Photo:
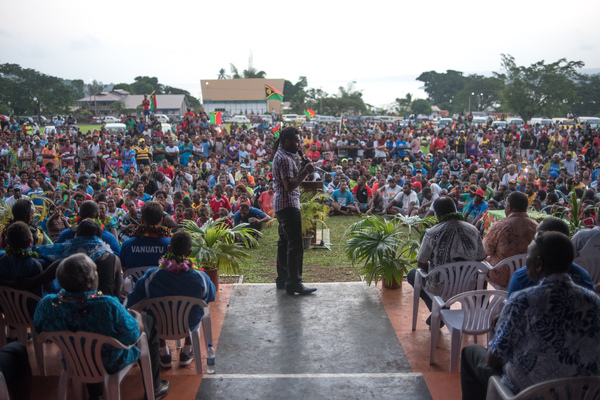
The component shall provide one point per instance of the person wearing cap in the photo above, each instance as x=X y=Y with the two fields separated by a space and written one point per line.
x=478 y=206
x=407 y=201
x=384 y=195
x=143 y=154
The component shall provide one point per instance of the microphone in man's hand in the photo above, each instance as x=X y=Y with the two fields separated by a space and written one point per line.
x=303 y=157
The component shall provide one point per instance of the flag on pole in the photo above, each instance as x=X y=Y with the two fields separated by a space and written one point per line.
x=272 y=93
x=153 y=101
x=215 y=117
x=309 y=113
x=277 y=130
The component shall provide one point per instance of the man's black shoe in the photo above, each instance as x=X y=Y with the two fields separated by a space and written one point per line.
x=162 y=390
x=300 y=289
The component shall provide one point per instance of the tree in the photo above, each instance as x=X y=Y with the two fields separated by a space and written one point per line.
x=194 y=102
x=421 y=106
x=146 y=85
x=588 y=92
x=540 y=89
x=403 y=106
x=485 y=92
x=123 y=86
x=441 y=88
x=29 y=90
x=93 y=89
x=118 y=107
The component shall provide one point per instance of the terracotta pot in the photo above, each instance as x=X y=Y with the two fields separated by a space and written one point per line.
x=306 y=242
x=392 y=286
x=213 y=274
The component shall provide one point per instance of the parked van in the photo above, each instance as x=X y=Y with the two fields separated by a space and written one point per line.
x=593 y=121
x=116 y=127
x=515 y=121
x=163 y=118
x=324 y=119
x=541 y=121
x=241 y=119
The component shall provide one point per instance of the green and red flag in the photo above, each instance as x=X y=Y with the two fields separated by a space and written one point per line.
x=309 y=113
x=153 y=102
x=215 y=117
x=277 y=130
x=272 y=93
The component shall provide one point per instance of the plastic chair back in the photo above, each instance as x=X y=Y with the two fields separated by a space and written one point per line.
x=3 y=389
x=82 y=352
x=583 y=388
x=136 y=273
x=479 y=309
x=458 y=277
x=171 y=314
x=18 y=307
x=172 y=321
x=512 y=264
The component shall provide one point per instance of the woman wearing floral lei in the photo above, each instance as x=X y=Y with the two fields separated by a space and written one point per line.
x=176 y=275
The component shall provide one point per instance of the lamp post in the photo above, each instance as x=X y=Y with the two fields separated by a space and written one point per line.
x=472 y=94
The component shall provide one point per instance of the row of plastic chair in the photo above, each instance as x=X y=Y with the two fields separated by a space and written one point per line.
x=582 y=388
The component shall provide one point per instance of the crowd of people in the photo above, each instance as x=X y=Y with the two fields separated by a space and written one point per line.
x=120 y=196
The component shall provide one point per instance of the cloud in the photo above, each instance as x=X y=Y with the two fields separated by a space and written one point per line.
x=85 y=43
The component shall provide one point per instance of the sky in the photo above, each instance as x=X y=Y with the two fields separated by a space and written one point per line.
x=378 y=46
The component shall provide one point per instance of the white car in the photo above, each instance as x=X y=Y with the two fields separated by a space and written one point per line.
x=290 y=117
x=111 y=120
x=114 y=128
x=162 y=118
x=241 y=119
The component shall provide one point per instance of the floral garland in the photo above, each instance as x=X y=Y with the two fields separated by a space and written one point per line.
x=176 y=263
x=20 y=253
x=451 y=216
x=152 y=231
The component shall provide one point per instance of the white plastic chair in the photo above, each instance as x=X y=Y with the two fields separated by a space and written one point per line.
x=589 y=258
x=512 y=263
x=479 y=309
x=457 y=277
x=82 y=353
x=16 y=314
x=591 y=263
x=3 y=389
x=172 y=321
x=584 y=388
x=131 y=275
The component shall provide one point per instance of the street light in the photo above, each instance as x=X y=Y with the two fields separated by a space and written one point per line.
x=472 y=94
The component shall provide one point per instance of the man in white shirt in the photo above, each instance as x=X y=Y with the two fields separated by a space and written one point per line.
x=405 y=202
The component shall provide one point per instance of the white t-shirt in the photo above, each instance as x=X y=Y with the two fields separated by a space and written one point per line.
x=389 y=194
x=403 y=201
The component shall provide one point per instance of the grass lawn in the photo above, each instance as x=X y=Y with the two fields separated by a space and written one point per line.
x=319 y=265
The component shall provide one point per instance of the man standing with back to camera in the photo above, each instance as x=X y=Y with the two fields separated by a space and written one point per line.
x=286 y=204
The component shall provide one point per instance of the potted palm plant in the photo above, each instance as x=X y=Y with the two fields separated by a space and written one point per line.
x=385 y=249
x=220 y=249
x=314 y=209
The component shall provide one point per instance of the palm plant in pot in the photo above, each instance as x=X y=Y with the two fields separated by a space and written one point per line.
x=385 y=249
x=215 y=248
x=314 y=209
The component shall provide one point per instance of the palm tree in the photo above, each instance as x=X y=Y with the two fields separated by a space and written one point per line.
x=383 y=248
x=93 y=89
x=214 y=245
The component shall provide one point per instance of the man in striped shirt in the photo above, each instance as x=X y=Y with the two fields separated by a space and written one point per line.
x=286 y=204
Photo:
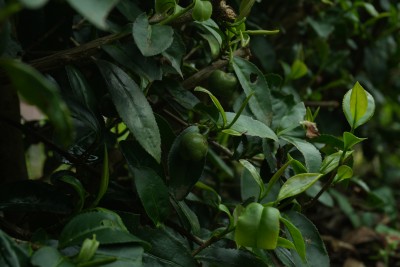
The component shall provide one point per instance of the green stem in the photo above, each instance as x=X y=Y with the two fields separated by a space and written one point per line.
x=176 y=15
x=211 y=240
x=261 y=32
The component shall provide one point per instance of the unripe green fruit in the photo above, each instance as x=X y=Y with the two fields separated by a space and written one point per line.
x=221 y=83
x=193 y=146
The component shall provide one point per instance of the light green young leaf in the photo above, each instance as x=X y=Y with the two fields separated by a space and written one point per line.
x=297 y=238
x=297 y=184
x=253 y=81
x=95 y=11
x=298 y=70
x=133 y=108
x=153 y=194
x=39 y=91
x=151 y=39
x=255 y=174
x=311 y=154
x=216 y=103
x=358 y=106
x=165 y=6
x=350 y=140
x=202 y=10
x=344 y=172
x=332 y=161
x=248 y=126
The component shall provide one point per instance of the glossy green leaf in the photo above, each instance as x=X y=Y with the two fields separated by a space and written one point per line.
x=153 y=194
x=253 y=81
x=255 y=174
x=186 y=216
x=285 y=243
x=104 y=180
x=297 y=184
x=249 y=126
x=165 y=6
x=33 y=4
x=81 y=88
x=216 y=103
x=225 y=257
x=292 y=119
x=245 y=8
x=12 y=254
x=202 y=10
x=358 y=106
x=276 y=176
x=151 y=39
x=105 y=224
x=316 y=254
x=120 y=255
x=175 y=53
x=50 y=257
x=350 y=140
x=167 y=249
x=31 y=196
x=310 y=153
x=344 y=172
x=297 y=238
x=95 y=11
x=133 y=108
x=145 y=67
x=258 y=227
x=183 y=174
x=298 y=70
x=129 y=9
x=76 y=185
x=332 y=161
x=39 y=91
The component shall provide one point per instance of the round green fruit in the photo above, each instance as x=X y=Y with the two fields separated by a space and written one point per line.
x=193 y=146
x=222 y=83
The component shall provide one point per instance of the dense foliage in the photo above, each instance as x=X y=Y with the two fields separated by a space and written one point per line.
x=199 y=133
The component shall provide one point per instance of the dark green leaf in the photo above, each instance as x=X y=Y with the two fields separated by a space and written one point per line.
x=253 y=82
x=106 y=225
x=133 y=108
x=292 y=119
x=297 y=238
x=202 y=10
x=310 y=153
x=39 y=91
x=123 y=255
x=350 y=140
x=129 y=56
x=95 y=11
x=33 y=4
x=297 y=184
x=167 y=250
x=34 y=196
x=316 y=253
x=151 y=39
x=175 y=53
x=183 y=173
x=81 y=88
x=50 y=257
x=224 y=257
x=11 y=254
x=153 y=194
x=248 y=126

_WORK REQUIRED_. Pull every line of the listing above verbatim and in its original order, leaving the pictures out of your answer.

_EXERCISE RESPONSE_.
Photo:
The component shall provide one point per instance of the person wearing cap in the photo above, each instance as x=X y=Y with the two fields separated by a space and written one point per line.
x=478 y=206
x=407 y=201
x=384 y=195
x=143 y=154
The component shall provide one point per instance of the microphone in man's hand in the photo above, each instance as x=X y=Y with the two fields separated by a space and written one point per line.
x=303 y=157
The component shall provide one point per instance of the flag on pole in the photo above, each instance as x=X y=Y with the two fields separated by a space and written one point per line.
x=272 y=93
x=153 y=101
x=215 y=117
x=309 y=113
x=277 y=130
The component shall provide one point per instance of the man's black shoe in the photo above, each instance as x=X y=Y with the two fields separated by a space and written one point per line.
x=162 y=390
x=300 y=289
The component shall provide one point per instance of the tree in the photo above, each instance as x=X y=Y with the two fields separated by a space and written one point per line.
x=194 y=102
x=421 y=106
x=146 y=85
x=588 y=92
x=540 y=89
x=403 y=106
x=485 y=92
x=123 y=86
x=441 y=88
x=29 y=90
x=93 y=89
x=118 y=107
The component shall provide one point per instance of the terracotta pot in the photo above, each instance as x=X y=Y with the two fields separated by a space and written one point per line.
x=306 y=242
x=392 y=286
x=213 y=274
The component shall provide one point per instance of the parked van in the photo above, each instance as x=X y=Y with the two fields separated by a space and written one point per line.
x=593 y=121
x=116 y=127
x=515 y=121
x=163 y=118
x=324 y=119
x=541 y=121
x=241 y=119
The component shall provide one point per instance of the green and red flag in the photo above, each instance as x=X y=Y with the two fields separated by a space and written one point per line.
x=309 y=113
x=153 y=102
x=215 y=117
x=277 y=130
x=272 y=93
The component shall provide one point per instance of the plastic chair back in the photo above, each instance as x=X y=Y with the two fields separated by a space and written one point per line.
x=3 y=389
x=82 y=352
x=583 y=388
x=136 y=273
x=479 y=309
x=458 y=277
x=171 y=314
x=18 y=307
x=172 y=321
x=512 y=264
The component shall provide one point per instance of the woman wearing floral lei in the photo above, each instance as x=X y=Y with the two fields separated by a space and written one point per line.
x=176 y=275
The component shall provide one point per instance of the lamp post in the photo above, each instance as x=X y=Y with the two fields separated by a space and written one point per line.
x=472 y=94
The component shall provide one point per instance of the row of plastic chair in the photo above, each instance as x=X y=Y with the two fields separated by a space and written one point per line.
x=582 y=388
The component shall provide one point per instance of the crowd of people in the photo above, each instance as x=X y=Y with the two fields separated by a space and written one point per line.
x=120 y=196
The component shall provide one point per instance of the cloud in the photo above, each instance as x=X y=Y with the two fields separated by a space and written one point per line.
x=85 y=43
The component shall provide one point per instance of the sky in the photo above, each instance as x=X y=Y with the two fields separated by a space and written one point per line.
x=378 y=46
The component shall provide one point per instance of the white car in the photo above, each instance as x=X y=Y with the two fields separated by a space and written one point per line.
x=290 y=117
x=111 y=120
x=114 y=128
x=162 y=118
x=241 y=119
The component shall provide one point per instance of the floral garland in the photo above, each instance as x=X y=Y with the two fields separated by a space and written one point per line.
x=176 y=263
x=20 y=253
x=451 y=216
x=152 y=231
The component shall provide one point per instance of the white plastic chair in the photo above, each instance as x=X y=Y with the two fields separated by a space and written one point per line.
x=589 y=258
x=512 y=263
x=479 y=309
x=457 y=277
x=82 y=353
x=16 y=314
x=591 y=263
x=3 y=389
x=172 y=321
x=584 y=388
x=131 y=275
The component shall provide one point per instance of the street light in the photo above, each instance as x=X y=Y with the two fields separated by a space and written one point per line.
x=472 y=94
The component shall provide one point per instance of the man in white shirt in the photo above, each instance as x=X y=Y with the two fields separated by a space and written one point per line.
x=405 y=202
The component shall provide one point per instance of the white t-shirt in the photo above, each instance as x=X y=Y with the two fields separated by a space and written one point per line.
x=389 y=194
x=403 y=201
The component shall provide one point per instance of the grass lawn in the photo above, each instance as x=X y=Y with the two fields separated by a space and written one point per line.
x=319 y=265
The component shall provide one point per instance of the man standing with back to camera in the photo above, each instance as x=X y=Y with the two fields separated by a space and written one point per line.
x=286 y=204
The component shall provide one point per instance of the potted palm plant in the photo above, each instance as x=X y=Y with the two fields separated by a space and written one point per line.
x=385 y=249
x=220 y=249
x=314 y=209
The component shall provide one point per instance of the palm plant in pot in the photo above, each instance as x=X y=Y with the two fields separated by a space and written one point per line.
x=385 y=249
x=215 y=248
x=314 y=209
The component shall provide one point per instance of the palm tree in the photo above, each instance as x=X y=Y with the two fields separated by a space and written one point per line.
x=383 y=248
x=93 y=89
x=214 y=245
The component shall provide one point per instance of the man in striped shirt in the photo above, each instance as x=X y=Y with the two fields separated by a space and written one point per line.
x=286 y=204
Photo:
The component shall provide one point per instance of the green stem in the photo above, each instance as x=X y=Y with the two fields separated by a space and written one point per line.
x=176 y=15
x=211 y=240
x=261 y=32
The component shall provide one point per instance of the unripe green fruit in the photo above, each instance as x=X y=Y with the two fields separated by a space and written one point per line.
x=221 y=83
x=193 y=146
The component shall provide one point per instance of the light green young leaf in the photo above, each instance as x=X y=Y with the two fields separated by a space and written one point per line.
x=297 y=238
x=297 y=184
x=253 y=81
x=95 y=11
x=298 y=70
x=133 y=108
x=153 y=194
x=39 y=91
x=151 y=39
x=255 y=174
x=311 y=154
x=216 y=103
x=358 y=106
x=165 y=6
x=350 y=140
x=202 y=10
x=344 y=172
x=332 y=161
x=248 y=126
The component shall provide one point per instance of the glossy green leaf in the photo above, each instance as x=X y=Y with the two fields separated by a space and written one point per line.
x=153 y=194
x=253 y=81
x=255 y=174
x=186 y=216
x=285 y=243
x=104 y=180
x=297 y=184
x=249 y=126
x=165 y=6
x=33 y=4
x=81 y=88
x=216 y=103
x=225 y=257
x=292 y=119
x=245 y=8
x=12 y=254
x=202 y=10
x=358 y=106
x=276 y=176
x=151 y=39
x=105 y=224
x=316 y=254
x=120 y=255
x=175 y=53
x=50 y=257
x=350 y=140
x=167 y=249
x=31 y=196
x=310 y=153
x=344 y=172
x=297 y=238
x=95 y=11
x=133 y=108
x=145 y=67
x=258 y=227
x=183 y=174
x=298 y=70
x=129 y=9
x=76 y=185
x=332 y=161
x=39 y=91
The component shall provide one point per instance of the round green fruit in the photo above, each instance as x=X y=Y with the two fields separated by a space and written one point per line.
x=193 y=146
x=222 y=83
The component shall provide one point per instance of the dense foliage in the photo above, each instance as x=X y=Y with the two fields separated by a space and written one point per line.
x=199 y=133
The component shall provide one point per instance of the dark green leaf in the photo above, each instance as x=X y=Y with the two fields separated by a space and written one point per line.
x=253 y=82
x=106 y=225
x=133 y=108
x=292 y=119
x=297 y=238
x=202 y=10
x=310 y=153
x=39 y=91
x=123 y=255
x=350 y=140
x=129 y=56
x=95 y=11
x=33 y=4
x=297 y=184
x=167 y=250
x=34 y=196
x=316 y=253
x=151 y=39
x=175 y=53
x=183 y=173
x=81 y=88
x=50 y=257
x=224 y=257
x=11 y=254
x=153 y=194
x=248 y=126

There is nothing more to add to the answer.